### DOCUMENT TEXT
Phase 3: Evaluate Nil Safety

For each pointer return: Do callers check error before using the pointer?
For each map lookup: Is the ok value checked when the zero value is meaningful?
For each interface parameter: Is nil handled or documented?

Phase 4: Evaluate Type Safety

For each type assertion: Is the ok check present?
For each type switch: Is there a default case?
For each zero-value struct: Is the zero value safe or documented?

Phase 5: Evaluate Concurrency Safety

For each shared variable: Is it protected?
For each goroutine: Is there a cancellation mechanism?
For each sync primitive: Is it used correctly and consistently?

Output Format

Save as YYYY-MM-DD-invariant-hunter-audit-{$LLM-name}.md in the project's docs folder (or project root if no docs folder exists).

# Invariant Hunter Audit — {date}

## Scope

- Surface: {diff / path / codebase}
- Files: {count or list}
- Exclusions: {list}

## Tooling Context

- `go vet`: {enabled/disabled in CI}
- Static analysis: {golangci-lint / staticcheck / none}
- Race detection: {enabled/disabled in CI}

## Baseline

| Category | Count |
| -------- | ----- |
| Discarded errors (`_ =`) | {n} |
| Bare type assertions | {n} |
| `panic()` calls (non-test) | {n} |
| `recover()` calls | {n} |
| `log.Fatal` / `os.Exit` in non-main | {n} |
| `context.Background()` in non-main | {n} |
| `fmt.Errorf` without `%w` | {n} |
| Error string comparison | {n} |
| Deferred Close without error check | {n} |

## Unchecked Errors

| # | Location | Call | Action |
| - | -------- | ---- | ------ |
| 1 | file:line | `_ = db.Close()` | Check error or add justification comment |

## Nil Pointer Risks

| # | Location | Pattern | Action |
| - | -------- | ------- | ------ |
| 1 | file:line | `user.Name` without nil check after `FindUser` | Check error before dereference |

## Type Assertion Safety

| # | Location | Assertion | Action |
| - | -------- | --------- | ------ |
| 1 | file:line | `val.(string)` | Use `val, ok := val.(string)` |

## Zero-Value Traps

| # | Type | Location | Issue | Action |
| - | ---- | -------- | ----- | ------ |
| 1 | `Config` | file:line | Nil map field, no constructor | Add `NewConfig()` constructor |

## Error Wrapping Issues

| # | Location | Pattern | Action |
| - | -------- | ------- | ------ |
| 1 | file:line | `fmt.Errorf("failed: %v", err)` | Use `%w` for unwrappable error |

## Context Misuse

| # | Location | Pattern | Action |
| - | -------- | ------- | ------ |
| 1 | file:line | `context.Background()` in service layer | Accept context from caller |

## Panic/Recover Misuse

| # | Location | Pattern | Action |
| - | -------- | ------- | ------ |
| 1 | file:line | `panic("invalid input")` | Return error instead |

## Race Condition Risks

| # | Location | Pattern | Action |
| - | -------- | ------- | ------ |
| 1 | file:line | Shared map without mutex | Add sync.RWMutex |

## Recommendations (Priority Order)

### WHAT THE EXERCISE ASKS
In the audit template, what reason does the sample row under "Zero-Value Traps" give for adding a `NewConfig()` constructor? Answer in one to three sentences.

### DATA TO EXAMINE
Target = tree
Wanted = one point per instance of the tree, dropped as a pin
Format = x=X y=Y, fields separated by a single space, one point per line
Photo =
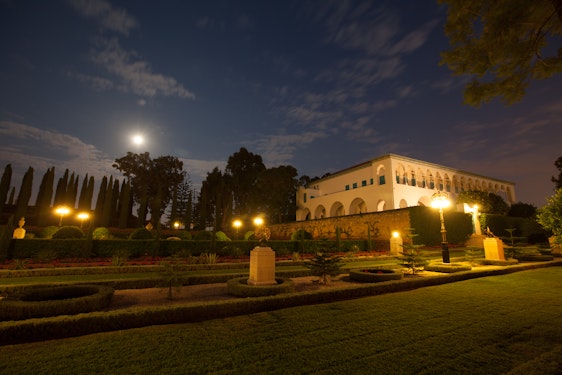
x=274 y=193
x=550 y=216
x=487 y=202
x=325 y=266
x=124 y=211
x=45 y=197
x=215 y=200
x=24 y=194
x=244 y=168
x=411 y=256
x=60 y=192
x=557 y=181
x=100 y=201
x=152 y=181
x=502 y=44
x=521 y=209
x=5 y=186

---

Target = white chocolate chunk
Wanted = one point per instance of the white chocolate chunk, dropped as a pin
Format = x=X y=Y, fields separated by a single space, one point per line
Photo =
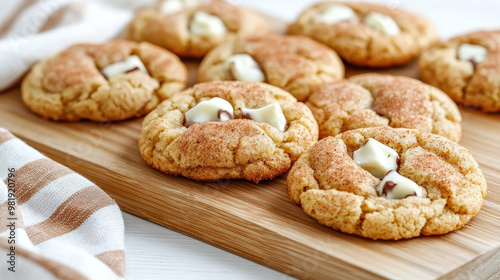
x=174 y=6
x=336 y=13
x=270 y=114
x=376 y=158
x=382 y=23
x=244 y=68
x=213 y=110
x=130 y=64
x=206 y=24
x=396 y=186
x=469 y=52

---

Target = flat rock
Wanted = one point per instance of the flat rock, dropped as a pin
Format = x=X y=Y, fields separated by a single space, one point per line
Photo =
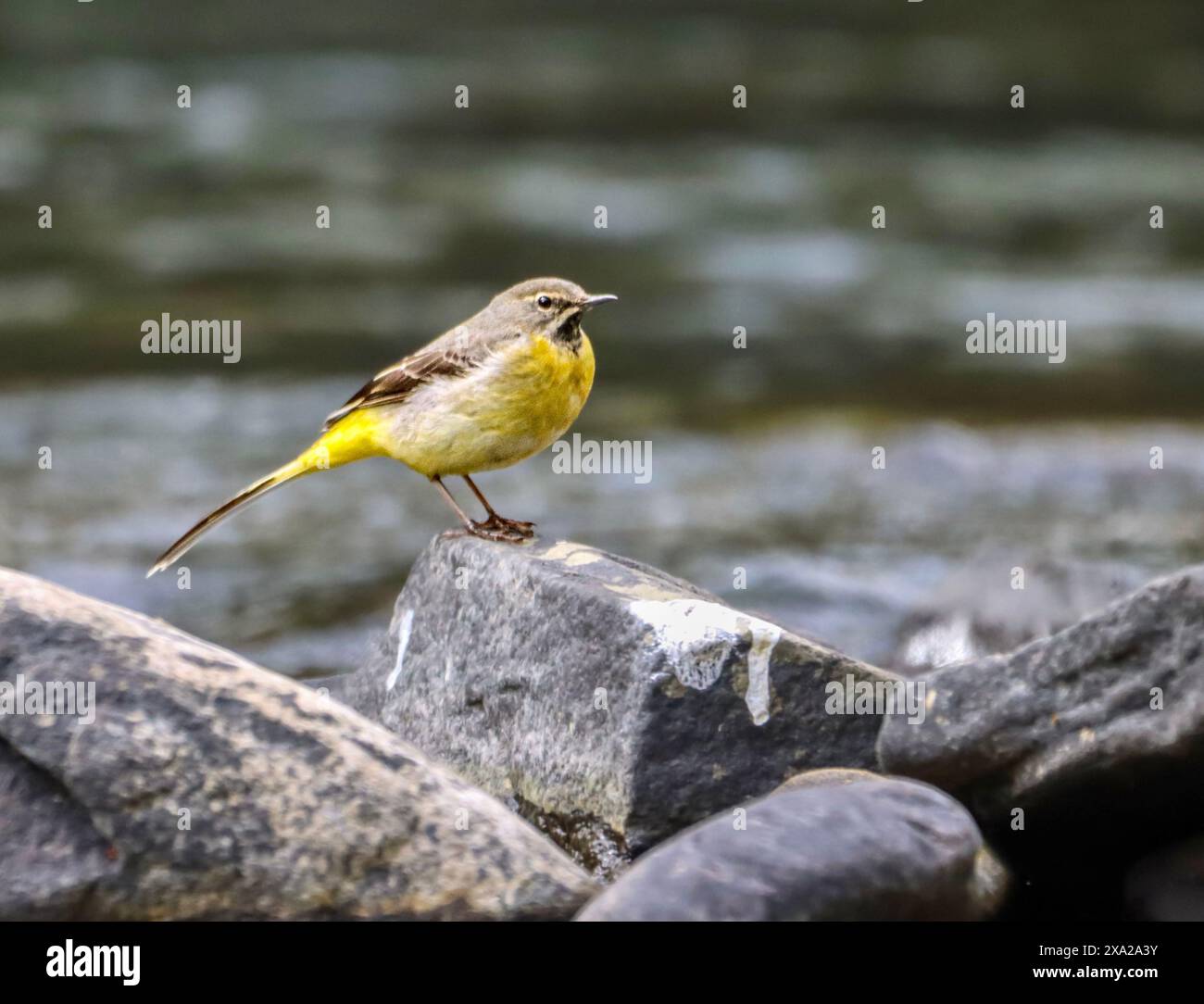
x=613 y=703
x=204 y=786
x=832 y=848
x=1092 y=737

### ANSWER TO THE PROBLEM
The row flags the `Config` type because it has a nil map field and no constructor, which makes it a zero-value trap. The recommended action is to add a `NewConfig()` constructor.